READING PASSAGE>

(begin)

This was the US geographical rather than operational codename for Mille atoll (later codenamed 'Lockman') in the Ratak chain of the the southern part of the Marshall islands group in the central Pacific (1941/45).
Mille lies 65 miles (105 km) to the north-west of Majuro atoll, 165 miles (265 km) to the north-north-west of Wotje atoll and 145 miles (235 km) due west of Jaluit atoll. Like the other atolls of the Marshall islands group, Mille was taken from the Germans in World War I by the Japanese, who then received a post-war League of Nations mandate to administer the group.
Mille atoll comprises 92 islands and islets with a total land area of 5.8 sq miles (14.9 km˛), making it the second largest of the Marshall islands group after Kwajalein. The atoll encloses a lagoon considerably smaller than that of Kwajalein, with an area of 293 sq miles (759 km˛). The atoll is separated by the Klee Passage from the Knox atoll, which is considerably smaller. Mille atoll is about 20 miles (32 km) long on its west-north-west/south-east axis and about 10 miles (16 km) wide, and its islands and islets are distributed along most of the atoll’s rim, whose eastern side is open.

(end)

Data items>
(begin)

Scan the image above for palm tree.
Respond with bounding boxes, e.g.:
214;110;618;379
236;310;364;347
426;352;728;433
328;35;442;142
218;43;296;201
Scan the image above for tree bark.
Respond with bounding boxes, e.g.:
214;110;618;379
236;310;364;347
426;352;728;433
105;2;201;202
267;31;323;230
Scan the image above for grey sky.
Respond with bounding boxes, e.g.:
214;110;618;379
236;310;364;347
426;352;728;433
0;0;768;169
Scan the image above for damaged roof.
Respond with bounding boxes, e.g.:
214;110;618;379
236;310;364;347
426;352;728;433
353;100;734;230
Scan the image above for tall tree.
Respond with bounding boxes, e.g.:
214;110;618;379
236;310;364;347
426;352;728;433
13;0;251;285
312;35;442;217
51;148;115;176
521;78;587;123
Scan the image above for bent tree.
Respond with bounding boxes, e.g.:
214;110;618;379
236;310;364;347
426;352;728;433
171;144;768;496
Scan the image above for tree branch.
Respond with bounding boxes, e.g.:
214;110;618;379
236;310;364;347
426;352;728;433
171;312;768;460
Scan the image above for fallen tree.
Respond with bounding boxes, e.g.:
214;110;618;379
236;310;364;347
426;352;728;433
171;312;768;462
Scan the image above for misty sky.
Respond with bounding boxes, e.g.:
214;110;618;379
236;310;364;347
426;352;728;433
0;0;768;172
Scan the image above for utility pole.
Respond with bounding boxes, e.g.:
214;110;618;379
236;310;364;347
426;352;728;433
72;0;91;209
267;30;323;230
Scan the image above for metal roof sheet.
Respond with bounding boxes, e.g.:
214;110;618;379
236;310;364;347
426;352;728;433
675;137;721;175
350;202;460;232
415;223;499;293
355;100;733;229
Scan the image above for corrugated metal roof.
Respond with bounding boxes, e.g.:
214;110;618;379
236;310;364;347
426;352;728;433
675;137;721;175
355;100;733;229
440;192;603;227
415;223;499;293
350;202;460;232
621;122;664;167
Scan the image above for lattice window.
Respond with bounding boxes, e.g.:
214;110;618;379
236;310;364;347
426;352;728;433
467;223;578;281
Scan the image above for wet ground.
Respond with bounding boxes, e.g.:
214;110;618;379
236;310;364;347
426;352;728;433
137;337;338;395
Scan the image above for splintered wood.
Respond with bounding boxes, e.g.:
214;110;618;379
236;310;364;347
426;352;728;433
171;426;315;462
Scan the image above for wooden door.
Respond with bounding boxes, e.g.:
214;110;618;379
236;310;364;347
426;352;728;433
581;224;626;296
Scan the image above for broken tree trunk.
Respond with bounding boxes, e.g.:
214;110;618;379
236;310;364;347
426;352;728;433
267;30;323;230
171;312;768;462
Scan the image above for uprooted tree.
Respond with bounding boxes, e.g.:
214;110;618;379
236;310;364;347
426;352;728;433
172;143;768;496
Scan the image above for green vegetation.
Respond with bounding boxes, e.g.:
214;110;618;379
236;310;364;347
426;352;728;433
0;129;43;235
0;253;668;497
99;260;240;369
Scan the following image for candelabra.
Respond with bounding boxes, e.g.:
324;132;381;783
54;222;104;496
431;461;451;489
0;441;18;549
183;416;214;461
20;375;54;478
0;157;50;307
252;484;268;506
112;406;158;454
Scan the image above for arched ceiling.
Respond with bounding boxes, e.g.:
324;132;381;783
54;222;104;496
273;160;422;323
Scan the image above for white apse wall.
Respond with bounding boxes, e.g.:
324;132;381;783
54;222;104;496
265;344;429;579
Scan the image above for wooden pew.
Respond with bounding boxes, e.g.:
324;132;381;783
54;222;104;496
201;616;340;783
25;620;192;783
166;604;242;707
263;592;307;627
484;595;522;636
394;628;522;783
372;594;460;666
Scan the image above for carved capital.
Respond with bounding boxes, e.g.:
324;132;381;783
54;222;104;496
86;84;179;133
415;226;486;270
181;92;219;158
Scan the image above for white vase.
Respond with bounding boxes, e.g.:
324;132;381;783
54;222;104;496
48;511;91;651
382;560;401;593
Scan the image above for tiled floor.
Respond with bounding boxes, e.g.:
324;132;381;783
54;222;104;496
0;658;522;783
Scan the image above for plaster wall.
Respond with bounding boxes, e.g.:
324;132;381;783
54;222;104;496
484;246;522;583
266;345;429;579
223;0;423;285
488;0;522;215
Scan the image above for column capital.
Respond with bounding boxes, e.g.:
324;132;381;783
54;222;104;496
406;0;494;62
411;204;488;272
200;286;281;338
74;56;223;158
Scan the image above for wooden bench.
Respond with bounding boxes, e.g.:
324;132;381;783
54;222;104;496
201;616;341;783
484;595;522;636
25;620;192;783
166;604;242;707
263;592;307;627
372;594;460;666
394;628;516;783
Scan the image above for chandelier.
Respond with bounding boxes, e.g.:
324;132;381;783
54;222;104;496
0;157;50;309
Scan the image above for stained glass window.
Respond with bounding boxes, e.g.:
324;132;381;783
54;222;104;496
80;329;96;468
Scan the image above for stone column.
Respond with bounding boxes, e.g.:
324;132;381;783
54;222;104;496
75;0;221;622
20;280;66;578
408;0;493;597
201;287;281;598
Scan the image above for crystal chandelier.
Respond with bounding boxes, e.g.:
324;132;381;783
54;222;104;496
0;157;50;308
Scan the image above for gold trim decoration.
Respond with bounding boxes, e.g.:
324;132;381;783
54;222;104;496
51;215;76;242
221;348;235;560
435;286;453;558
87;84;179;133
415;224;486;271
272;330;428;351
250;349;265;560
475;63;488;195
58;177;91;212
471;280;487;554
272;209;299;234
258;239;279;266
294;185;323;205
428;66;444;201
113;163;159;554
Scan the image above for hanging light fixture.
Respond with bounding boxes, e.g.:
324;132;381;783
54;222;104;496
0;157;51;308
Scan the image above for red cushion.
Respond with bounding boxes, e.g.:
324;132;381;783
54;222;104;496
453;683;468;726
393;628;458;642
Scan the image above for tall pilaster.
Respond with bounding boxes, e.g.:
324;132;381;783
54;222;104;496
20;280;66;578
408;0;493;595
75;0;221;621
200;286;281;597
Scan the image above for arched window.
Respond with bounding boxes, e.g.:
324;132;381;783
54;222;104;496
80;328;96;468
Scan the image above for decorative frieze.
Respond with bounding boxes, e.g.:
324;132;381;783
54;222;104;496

(end)

EXERCISE A>
Using the passage on Mille atoll, answer the following:
(i) How far does Mille lie from Majuro atoll?
(ii) How many islands and islets make up Mille atoll?
(iii) What separates Mille atoll from Knox atoll?
EXERCISE B>
Rewrite as a numbered list everything in the listing from the line containing "Scan the image above for tree branch." down to the line containing "581;224;626;296", both included, omitting any blank lines.
The passage on Mille atoll has no connection to the listing.

FINISHED ANSWER A>
(i) 65 miles (105 km)
(ii) 92
(iii) The Klee Passage

FINISHED ANSWER B>
1. Scan the image above for tree branch.
2. Respond with bounding boxes, e.g.:
3. 214;110;618;379
4. 236;310;364;347
5. 426;352;728;433
6. 171;312;768;460
7. Scan the image above for fallen tree.
8. Respond with bounding boxes, e.g.:
9. 214;110;618;379
10. 236;310;364;347
11. 426;352;728;433
12. 171;312;768;462
13. Scan the image above for misty sky.
14. Respond with bounding boxes, e.g.:
15. 214;110;618;379
16. 236;310;364;347
17. 426;352;728;433
18. 0;0;768;172
19. Scan the image above for utility pole.
20. Respond with bounding boxes, e.g.:
21. 214;110;618;379
22. 236;310;364;347
23. 426;352;728;433
24. 72;0;91;209
25. 267;30;323;230
26. Scan the image above for metal roof sheet.
27. Respond with bounding boxes, e.g.:
28. 214;110;618;379
29. 236;310;364;347
30. 426;352;728;433
31. 675;137;721;175
32. 350;202;460;232
33. 415;223;499;293
34. 355;100;733;229
35. Scan the image above for corrugated metal roof.
36. Respond with bounding boxes, e.g.:
37. 214;110;618;379
38. 236;310;364;347
39. 426;352;728;433
40. 675;137;721;175
41. 355;100;733;229
42. 440;192;603;227
43. 415;223;499;293
44. 350;202;460;232
45. 621;122;664;167
46. Scan the image above for lattice window.
47. Respond with bounding boxes, e.g.:
48. 214;110;618;379
49. 236;310;364;347
50. 426;352;728;433
51. 467;223;578;281
52. Scan the image above for wet ground.
53. Respond with bounding boxes, e.g.:
54. 214;110;618;379
55. 236;310;364;347
56. 426;352;728;433
57. 137;337;338;395
58. Scan the image above for splintered wood.
59. Respond with bounding boxes, e.g.:
60. 214;110;618;379
61. 236;310;364;347
62. 426;352;728;433
63. 171;426;315;462
64. Scan the image above for wooden door.
65. Respond with bounding boxes, e.g.:
66. 214;110;618;379
67. 236;310;364;347
68. 426;352;728;433
69. 581;224;626;296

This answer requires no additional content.